REQUIRED TASK:
Please copy word for word the entries below, starting with the line that contains "Point to the sofa armrest." and going on through the line that contains "x=1021, y=308".

SUPPLIED DATA:

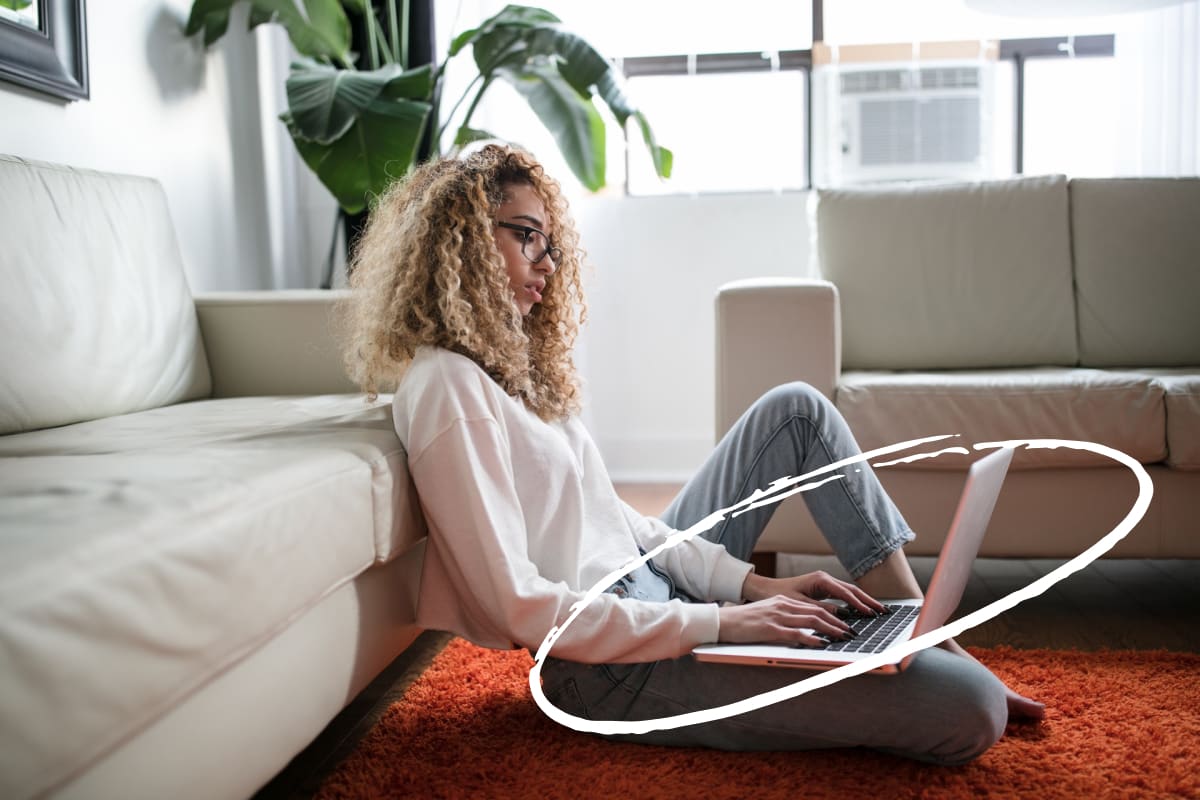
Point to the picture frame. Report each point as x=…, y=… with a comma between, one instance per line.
x=47, y=50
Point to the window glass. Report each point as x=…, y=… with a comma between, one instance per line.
x=873, y=22
x=730, y=132
x=1072, y=116
x=633, y=28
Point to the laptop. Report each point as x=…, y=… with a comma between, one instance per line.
x=907, y=618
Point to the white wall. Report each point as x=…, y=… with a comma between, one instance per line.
x=647, y=354
x=162, y=107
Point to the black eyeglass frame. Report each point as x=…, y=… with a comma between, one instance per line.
x=556, y=253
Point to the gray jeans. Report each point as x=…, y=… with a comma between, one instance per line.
x=942, y=709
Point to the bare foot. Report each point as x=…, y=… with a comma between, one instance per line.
x=1020, y=708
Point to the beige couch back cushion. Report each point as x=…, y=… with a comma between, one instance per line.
x=96, y=317
x=1138, y=270
x=951, y=276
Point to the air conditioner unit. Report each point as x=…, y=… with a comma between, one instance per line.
x=905, y=121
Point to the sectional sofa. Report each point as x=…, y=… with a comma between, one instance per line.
x=209, y=542
x=1025, y=308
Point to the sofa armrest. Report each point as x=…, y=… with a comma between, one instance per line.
x=271, y=342
x=772, y=331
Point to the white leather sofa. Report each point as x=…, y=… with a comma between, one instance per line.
x=207, y=537
x=1021, y=308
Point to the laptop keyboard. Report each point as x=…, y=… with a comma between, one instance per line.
x=875, y=633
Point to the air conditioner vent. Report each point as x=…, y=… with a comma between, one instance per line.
x=925, y=131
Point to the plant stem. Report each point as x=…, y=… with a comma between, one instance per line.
x=371, y=36
x=403, y=34
x=397, y=35
x=450, y=115
x=479, y=96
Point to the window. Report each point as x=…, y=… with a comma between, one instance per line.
x=730, y=131
x=748, y=102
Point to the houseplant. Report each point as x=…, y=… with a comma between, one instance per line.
x=359, y=128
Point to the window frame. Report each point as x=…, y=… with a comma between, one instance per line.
x=1019, y=50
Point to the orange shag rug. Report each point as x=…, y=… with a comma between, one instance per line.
x=1119, y=725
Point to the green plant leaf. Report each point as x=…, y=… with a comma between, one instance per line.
x=468, y=134
x=571, y=118
x=324, y=101
x=378, y=148
x=580, y=65
x=508, y=17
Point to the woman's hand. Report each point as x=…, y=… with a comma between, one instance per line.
x=780, y=619
x=813, y=587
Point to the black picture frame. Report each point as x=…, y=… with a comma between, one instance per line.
x=53, y=59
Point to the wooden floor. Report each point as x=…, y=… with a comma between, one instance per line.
x=1128, y=605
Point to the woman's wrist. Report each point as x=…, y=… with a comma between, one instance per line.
x=756, y=587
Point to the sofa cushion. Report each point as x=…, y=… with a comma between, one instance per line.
x=1181, y=388
x=1137, y=245
x=166, y=545
x=951, y=276
x=93, y=276
x=1117, y=409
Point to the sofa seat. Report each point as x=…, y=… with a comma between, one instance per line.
x=163, y=546
x=1120, y=409
x=1182, y=397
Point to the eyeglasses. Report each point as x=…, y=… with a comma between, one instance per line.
x=534, y=244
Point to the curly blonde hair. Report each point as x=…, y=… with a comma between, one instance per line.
x=427, y=272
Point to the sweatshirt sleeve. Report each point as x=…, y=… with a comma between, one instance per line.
x=479, y=549
x=701, y=567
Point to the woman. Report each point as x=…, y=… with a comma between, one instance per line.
x=466, y=289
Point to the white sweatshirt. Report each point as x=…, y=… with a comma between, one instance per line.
x=523, y=519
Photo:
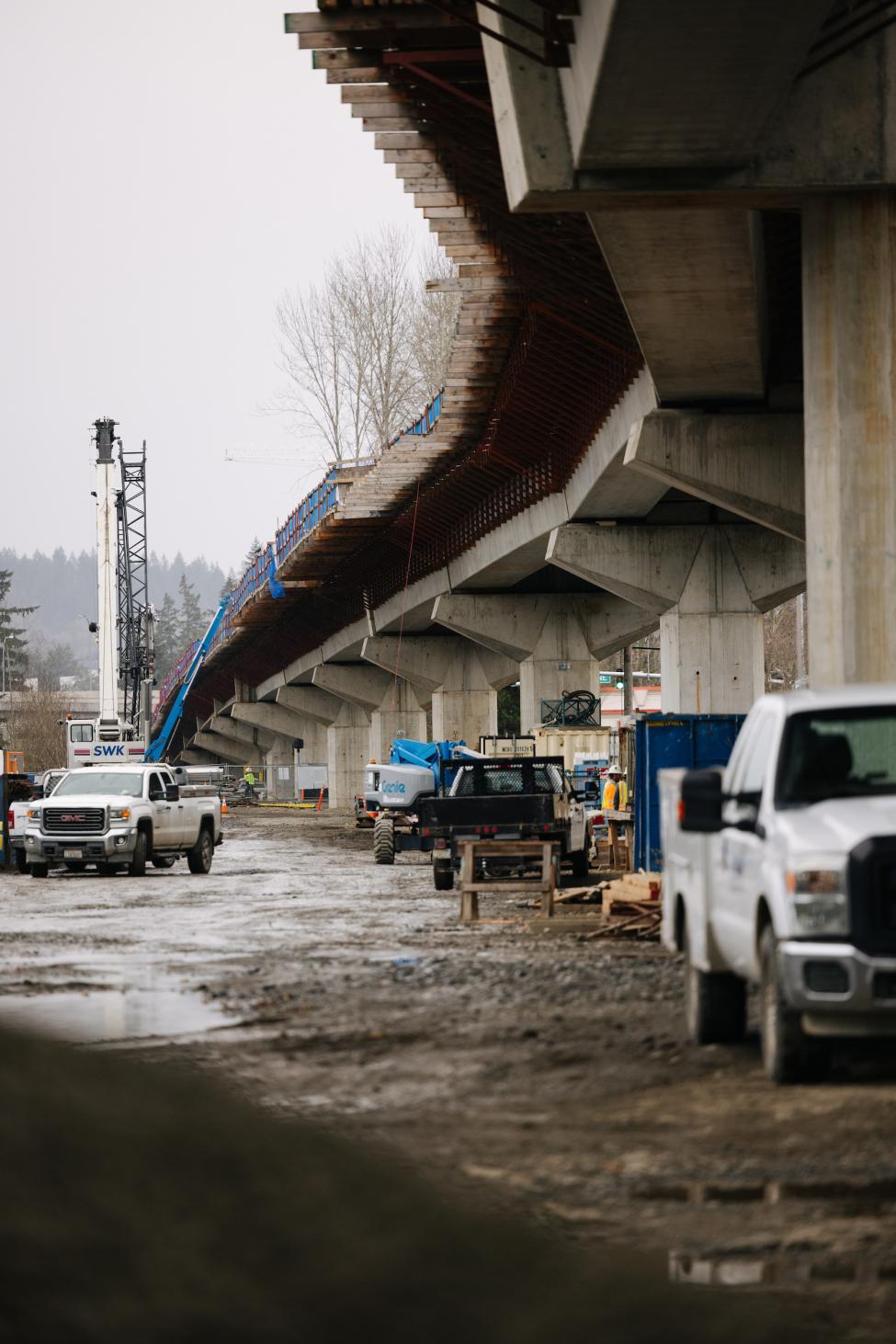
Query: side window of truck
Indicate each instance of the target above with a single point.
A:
(753, 767)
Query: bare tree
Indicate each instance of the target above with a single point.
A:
(434, 323)
(35, 727)
(367, 348)
(779, 639)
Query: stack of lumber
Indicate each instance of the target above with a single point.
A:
(631, 906)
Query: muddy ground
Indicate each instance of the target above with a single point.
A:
(520, 1066)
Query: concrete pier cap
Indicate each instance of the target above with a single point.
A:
(709, 587)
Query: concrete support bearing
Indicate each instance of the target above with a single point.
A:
(849, 319)
(555, 639)
(709, 587)
(751, 465)
(459, 679)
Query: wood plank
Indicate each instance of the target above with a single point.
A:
(409, 156)
(384, 38)
(361, 75)
(396, 17)
(372, 93)
(389, 124)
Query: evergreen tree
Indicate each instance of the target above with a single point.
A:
(12, 642)
(166, 637)
(191, 620)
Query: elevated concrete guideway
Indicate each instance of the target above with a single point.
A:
(621, 444)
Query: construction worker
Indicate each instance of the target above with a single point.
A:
(616, 791)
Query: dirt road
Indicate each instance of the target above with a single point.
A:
(520, 1065)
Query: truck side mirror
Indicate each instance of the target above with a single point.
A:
(700, 802)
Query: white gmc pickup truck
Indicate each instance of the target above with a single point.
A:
(781, 871)
(119, 817)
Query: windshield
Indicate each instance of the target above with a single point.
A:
(838, 754)
(99, 781)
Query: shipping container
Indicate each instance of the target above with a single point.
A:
(663, 742)
(570, 742)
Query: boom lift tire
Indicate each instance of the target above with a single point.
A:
(788, 1055)
(201, 854)
(384, 840)
(442, 874)
(715, 1003)
(137, 866)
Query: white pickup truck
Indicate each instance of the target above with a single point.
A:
(781, 871)
(121, 817)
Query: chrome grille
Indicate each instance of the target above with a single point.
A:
(70, 822)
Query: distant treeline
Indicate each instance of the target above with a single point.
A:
(63, 587)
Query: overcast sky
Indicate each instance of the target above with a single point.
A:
(168, 169)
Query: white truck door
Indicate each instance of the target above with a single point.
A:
(182, 812)
(165, 826)
(735, 890)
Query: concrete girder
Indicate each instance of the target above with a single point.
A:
(657, 567)
(691, 284)
(232, 727)
(229, 749)
(751, 465)
(192, 756)
(709, 587)
(461, 679)
(391, 701)
(556, 639)
(273, 719)
(311, 701)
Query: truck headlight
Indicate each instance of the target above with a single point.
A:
(820, 899)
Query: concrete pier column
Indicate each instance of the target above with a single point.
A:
(389, 707)
(709, 587)
(459, 678)
(281, 726)
(556, 639)
(849, 325)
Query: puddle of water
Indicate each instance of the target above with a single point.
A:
(99, 1015)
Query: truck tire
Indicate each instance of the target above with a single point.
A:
(201, 854)
(384, 840)
(442, 874)
(582, 861)
(137, 866)
(715, 1004)
(788, 1055)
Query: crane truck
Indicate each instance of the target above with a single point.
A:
(124, 624)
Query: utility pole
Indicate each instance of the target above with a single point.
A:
(800, 640)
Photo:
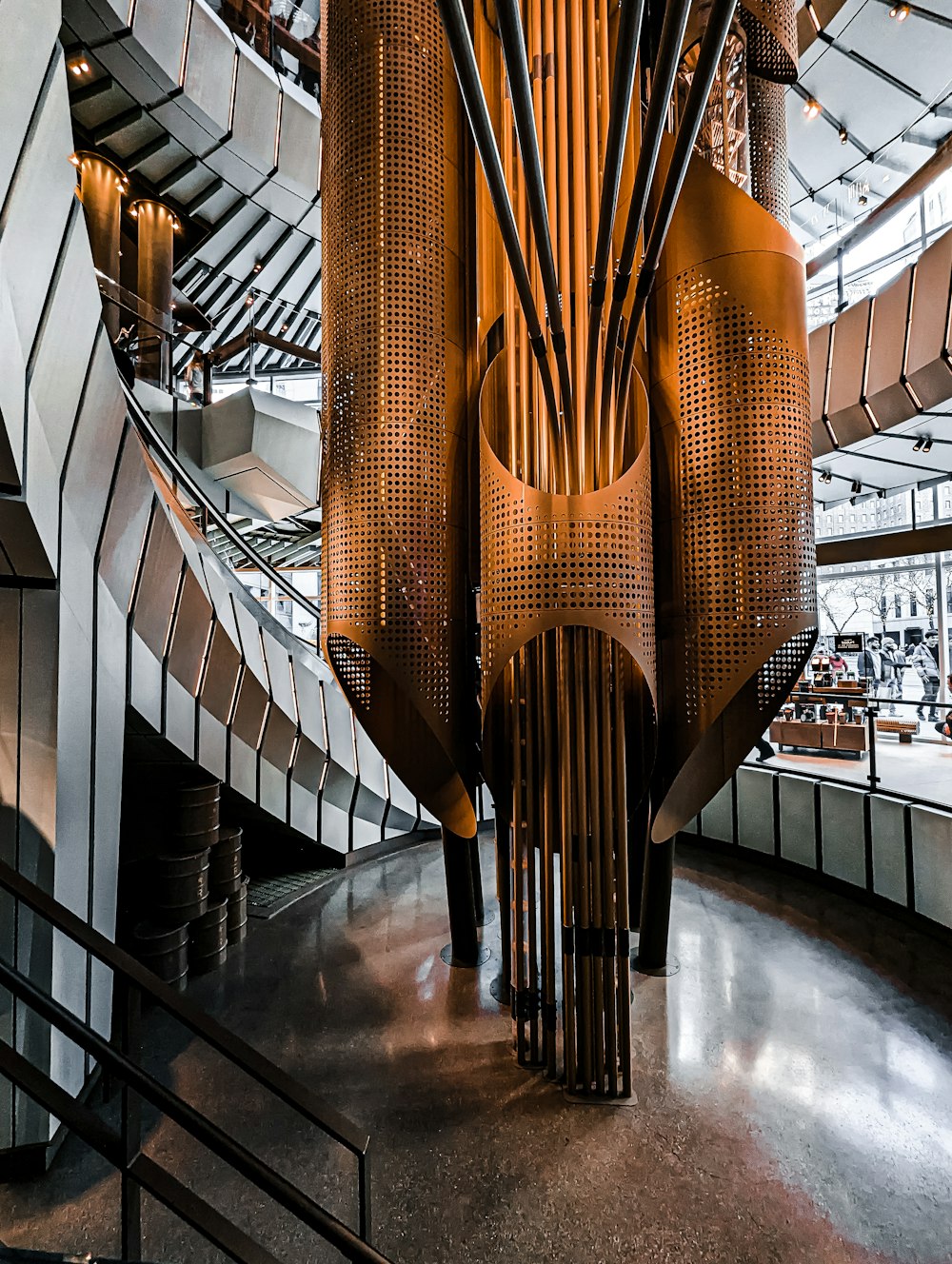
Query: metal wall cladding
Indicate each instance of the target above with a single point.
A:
(769, 158)
(554, 560)
(886, 357)
(395, 419)
(733, 517)
(773, 49)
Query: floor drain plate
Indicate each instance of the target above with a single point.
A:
(270, 895)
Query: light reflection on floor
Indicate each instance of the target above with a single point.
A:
(793, 1090)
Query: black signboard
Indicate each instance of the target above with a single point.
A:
(850, 642)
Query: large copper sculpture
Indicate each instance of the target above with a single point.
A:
(645, 531)
(396, 395)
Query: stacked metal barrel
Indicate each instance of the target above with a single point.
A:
(192, 895)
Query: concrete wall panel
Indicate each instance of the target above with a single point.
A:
(843, 833)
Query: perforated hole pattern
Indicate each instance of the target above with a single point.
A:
(389, 573)
(746, 493)
(770, 170)
(549, 562)
(770, 27)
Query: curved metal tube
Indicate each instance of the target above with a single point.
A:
(513, 50)
(708, 60)
(675, 23)
(454, 23)
(620, 109)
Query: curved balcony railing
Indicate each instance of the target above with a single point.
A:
(285, 33)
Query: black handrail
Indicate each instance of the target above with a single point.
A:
(145, 1171)
(156, 444)
(137, 978)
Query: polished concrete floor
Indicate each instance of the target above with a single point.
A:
(793, 1090)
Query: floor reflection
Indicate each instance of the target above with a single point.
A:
(793, 1089)
(846, 1079)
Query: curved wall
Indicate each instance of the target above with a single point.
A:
(109, 600)
(890, 848)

OUTPUT FOR THIS TASK:
Point to the sofa armrest. Report each point as x=…, y=… with a comma between, one instance per line.
x=271, y=342
x=772, y=331
Point to the white leather sofa. Report each point as x=…, y=… with a comma between, one instance per line.
x=207, y=537
x=1021, y=308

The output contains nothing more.